◆ **TASK DIRECTIONS**: In the data, find the word "checkered" and copy out every line that has it.

-=-=-=-=-

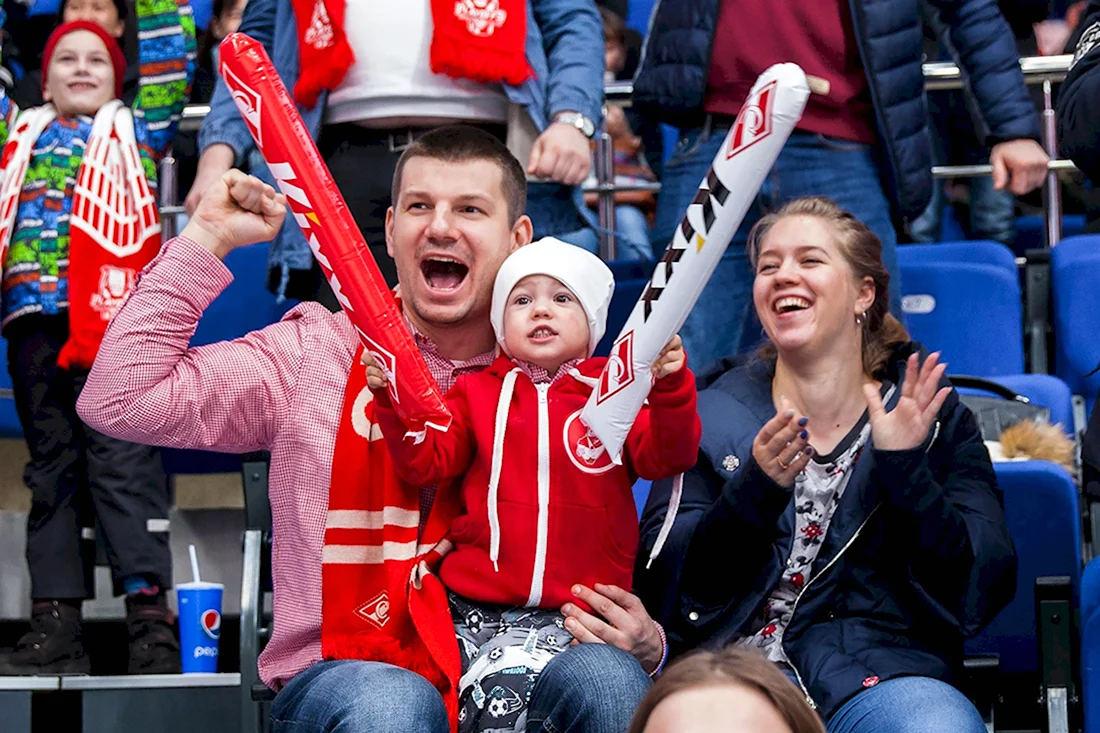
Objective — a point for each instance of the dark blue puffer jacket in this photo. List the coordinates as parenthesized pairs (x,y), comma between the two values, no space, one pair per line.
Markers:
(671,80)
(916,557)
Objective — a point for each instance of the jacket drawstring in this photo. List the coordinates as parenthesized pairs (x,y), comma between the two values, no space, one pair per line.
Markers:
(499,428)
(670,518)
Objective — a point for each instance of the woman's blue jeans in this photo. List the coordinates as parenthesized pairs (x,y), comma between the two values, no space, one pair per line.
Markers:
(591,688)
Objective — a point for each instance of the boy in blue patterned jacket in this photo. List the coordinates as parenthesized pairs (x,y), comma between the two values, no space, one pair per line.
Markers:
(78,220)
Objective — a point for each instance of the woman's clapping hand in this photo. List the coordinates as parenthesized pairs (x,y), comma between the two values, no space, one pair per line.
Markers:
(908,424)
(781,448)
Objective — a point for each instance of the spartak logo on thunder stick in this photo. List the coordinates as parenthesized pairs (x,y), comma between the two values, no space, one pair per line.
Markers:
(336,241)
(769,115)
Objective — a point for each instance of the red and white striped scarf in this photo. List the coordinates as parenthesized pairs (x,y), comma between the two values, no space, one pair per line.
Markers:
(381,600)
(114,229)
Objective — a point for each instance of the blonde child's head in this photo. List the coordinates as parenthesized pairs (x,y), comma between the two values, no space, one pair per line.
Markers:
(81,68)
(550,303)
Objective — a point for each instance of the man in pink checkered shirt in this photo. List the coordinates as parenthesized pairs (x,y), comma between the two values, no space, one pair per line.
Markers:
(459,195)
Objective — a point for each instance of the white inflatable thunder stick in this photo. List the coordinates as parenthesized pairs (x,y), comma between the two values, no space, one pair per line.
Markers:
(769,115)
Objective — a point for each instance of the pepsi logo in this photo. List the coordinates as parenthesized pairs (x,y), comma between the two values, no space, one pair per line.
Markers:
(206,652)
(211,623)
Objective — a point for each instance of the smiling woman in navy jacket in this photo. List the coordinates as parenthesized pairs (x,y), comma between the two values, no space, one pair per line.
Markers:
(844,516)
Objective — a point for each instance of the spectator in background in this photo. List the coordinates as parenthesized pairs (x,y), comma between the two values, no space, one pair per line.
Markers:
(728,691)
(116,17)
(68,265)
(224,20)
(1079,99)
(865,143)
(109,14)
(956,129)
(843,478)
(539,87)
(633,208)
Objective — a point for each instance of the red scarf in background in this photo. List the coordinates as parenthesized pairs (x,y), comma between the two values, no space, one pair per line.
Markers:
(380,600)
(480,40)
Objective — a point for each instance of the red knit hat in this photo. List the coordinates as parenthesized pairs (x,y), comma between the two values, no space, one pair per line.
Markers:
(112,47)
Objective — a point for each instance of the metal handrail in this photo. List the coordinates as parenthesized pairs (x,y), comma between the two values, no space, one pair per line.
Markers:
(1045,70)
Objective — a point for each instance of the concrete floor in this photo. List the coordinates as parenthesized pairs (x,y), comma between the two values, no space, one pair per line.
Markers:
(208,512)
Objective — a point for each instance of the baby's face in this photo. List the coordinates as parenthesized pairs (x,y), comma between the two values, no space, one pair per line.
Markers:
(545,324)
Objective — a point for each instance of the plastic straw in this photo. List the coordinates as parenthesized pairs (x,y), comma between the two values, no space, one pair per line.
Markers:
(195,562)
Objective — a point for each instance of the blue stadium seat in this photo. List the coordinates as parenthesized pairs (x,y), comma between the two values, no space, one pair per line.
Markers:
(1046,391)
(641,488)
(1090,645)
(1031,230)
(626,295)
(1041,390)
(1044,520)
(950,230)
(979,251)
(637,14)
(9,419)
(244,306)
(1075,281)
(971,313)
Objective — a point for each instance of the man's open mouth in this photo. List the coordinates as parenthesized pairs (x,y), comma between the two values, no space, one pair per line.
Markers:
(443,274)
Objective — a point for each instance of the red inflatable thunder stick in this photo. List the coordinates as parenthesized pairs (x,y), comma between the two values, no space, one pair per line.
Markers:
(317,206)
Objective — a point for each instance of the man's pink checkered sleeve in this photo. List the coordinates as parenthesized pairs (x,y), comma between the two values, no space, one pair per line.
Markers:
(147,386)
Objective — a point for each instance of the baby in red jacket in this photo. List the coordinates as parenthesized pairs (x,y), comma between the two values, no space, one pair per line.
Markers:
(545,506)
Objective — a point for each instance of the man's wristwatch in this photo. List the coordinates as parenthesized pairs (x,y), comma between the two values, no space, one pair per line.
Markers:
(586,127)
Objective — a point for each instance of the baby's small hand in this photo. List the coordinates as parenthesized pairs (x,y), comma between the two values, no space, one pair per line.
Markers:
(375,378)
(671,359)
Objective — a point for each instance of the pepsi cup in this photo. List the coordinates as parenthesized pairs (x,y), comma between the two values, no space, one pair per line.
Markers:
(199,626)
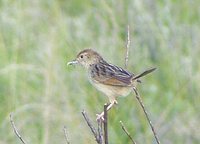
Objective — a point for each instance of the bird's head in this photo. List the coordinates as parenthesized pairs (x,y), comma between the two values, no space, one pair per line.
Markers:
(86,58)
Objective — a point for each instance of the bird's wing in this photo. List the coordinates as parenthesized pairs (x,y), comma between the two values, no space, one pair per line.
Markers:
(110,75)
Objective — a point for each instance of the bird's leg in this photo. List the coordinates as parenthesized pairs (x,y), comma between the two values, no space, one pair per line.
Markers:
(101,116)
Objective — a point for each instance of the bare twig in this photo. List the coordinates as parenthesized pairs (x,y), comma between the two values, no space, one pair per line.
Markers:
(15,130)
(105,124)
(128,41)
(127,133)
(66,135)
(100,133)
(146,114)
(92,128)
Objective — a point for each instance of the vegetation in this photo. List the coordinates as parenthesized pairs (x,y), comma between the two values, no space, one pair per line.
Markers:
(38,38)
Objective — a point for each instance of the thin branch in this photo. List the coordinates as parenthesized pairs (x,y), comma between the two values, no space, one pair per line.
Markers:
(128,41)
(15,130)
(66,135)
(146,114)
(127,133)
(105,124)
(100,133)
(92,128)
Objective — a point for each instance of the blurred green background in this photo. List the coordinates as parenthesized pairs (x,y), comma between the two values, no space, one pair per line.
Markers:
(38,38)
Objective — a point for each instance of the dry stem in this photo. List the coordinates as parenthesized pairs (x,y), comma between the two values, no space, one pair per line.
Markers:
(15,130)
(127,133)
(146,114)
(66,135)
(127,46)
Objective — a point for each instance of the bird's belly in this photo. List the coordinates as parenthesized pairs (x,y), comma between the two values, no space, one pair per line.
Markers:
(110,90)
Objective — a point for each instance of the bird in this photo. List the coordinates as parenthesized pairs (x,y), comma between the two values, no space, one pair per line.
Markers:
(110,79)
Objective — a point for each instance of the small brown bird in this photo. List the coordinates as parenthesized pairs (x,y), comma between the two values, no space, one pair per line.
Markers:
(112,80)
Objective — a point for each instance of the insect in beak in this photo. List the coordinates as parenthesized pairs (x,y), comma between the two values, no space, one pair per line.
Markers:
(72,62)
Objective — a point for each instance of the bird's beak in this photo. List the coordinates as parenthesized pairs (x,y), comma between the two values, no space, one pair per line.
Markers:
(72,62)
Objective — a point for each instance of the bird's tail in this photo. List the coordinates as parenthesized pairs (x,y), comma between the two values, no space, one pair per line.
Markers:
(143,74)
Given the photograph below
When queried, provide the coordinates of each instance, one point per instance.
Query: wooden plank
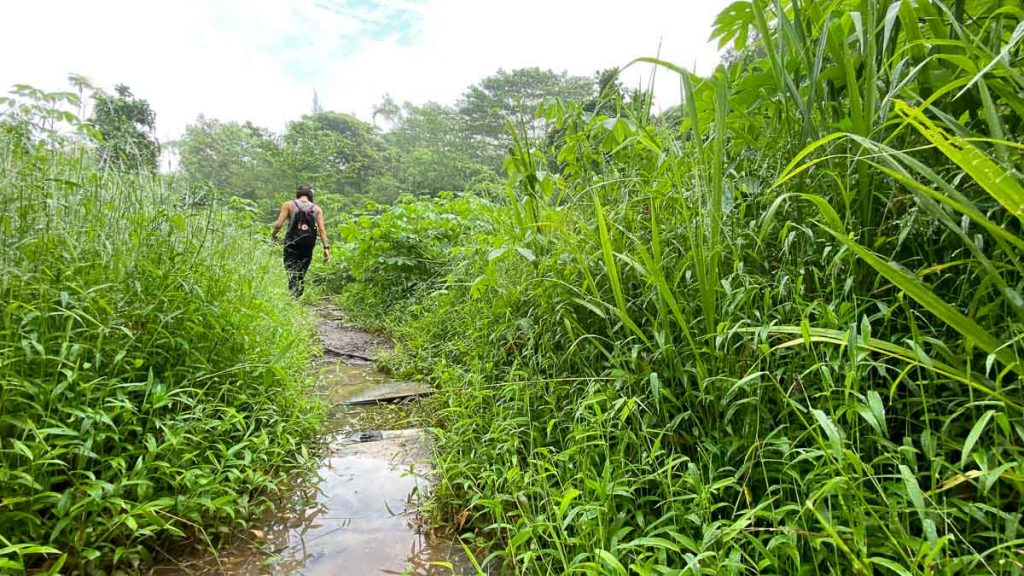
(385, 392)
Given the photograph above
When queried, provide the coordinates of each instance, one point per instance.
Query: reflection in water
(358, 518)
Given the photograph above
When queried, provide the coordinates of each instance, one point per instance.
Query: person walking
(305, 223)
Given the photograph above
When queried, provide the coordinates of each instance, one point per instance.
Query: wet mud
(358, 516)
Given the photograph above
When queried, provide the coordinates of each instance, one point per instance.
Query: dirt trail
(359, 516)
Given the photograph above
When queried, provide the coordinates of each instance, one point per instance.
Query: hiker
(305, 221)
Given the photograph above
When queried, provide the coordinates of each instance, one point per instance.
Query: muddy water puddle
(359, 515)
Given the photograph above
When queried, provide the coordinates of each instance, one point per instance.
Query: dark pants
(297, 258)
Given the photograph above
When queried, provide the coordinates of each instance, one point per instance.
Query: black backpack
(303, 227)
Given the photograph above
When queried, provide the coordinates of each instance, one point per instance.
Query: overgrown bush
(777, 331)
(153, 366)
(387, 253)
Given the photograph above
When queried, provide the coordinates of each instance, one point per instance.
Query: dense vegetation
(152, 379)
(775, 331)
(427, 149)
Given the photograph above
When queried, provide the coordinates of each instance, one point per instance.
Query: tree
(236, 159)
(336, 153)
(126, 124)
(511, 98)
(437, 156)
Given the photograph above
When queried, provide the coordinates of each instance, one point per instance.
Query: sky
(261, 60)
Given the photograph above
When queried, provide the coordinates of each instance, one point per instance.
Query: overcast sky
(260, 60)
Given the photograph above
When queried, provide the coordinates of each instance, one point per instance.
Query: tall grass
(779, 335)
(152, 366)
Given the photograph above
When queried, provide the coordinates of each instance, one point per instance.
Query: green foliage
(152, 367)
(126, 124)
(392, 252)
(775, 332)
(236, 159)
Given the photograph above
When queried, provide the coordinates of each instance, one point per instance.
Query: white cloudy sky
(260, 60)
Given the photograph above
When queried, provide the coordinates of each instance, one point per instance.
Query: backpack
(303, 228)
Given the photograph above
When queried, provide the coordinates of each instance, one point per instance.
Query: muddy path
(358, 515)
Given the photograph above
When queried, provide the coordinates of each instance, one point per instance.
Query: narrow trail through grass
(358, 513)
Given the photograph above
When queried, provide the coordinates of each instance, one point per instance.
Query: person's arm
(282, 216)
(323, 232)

-=-=-=-=-

◆ **RESULT FOR THIS TASK**:
Objective — a point for each instance of the man in pink checkered shirt in this photo. List the coordinates as parenthesized pairs (x,y), comma between the two values, no space, one pair per line.
Objective — a point for each instance of the man's pink checkered sleeve in this photo. List the coordinates as parenthesized pairs (x,y), comma between the two values, no space, one pair per line.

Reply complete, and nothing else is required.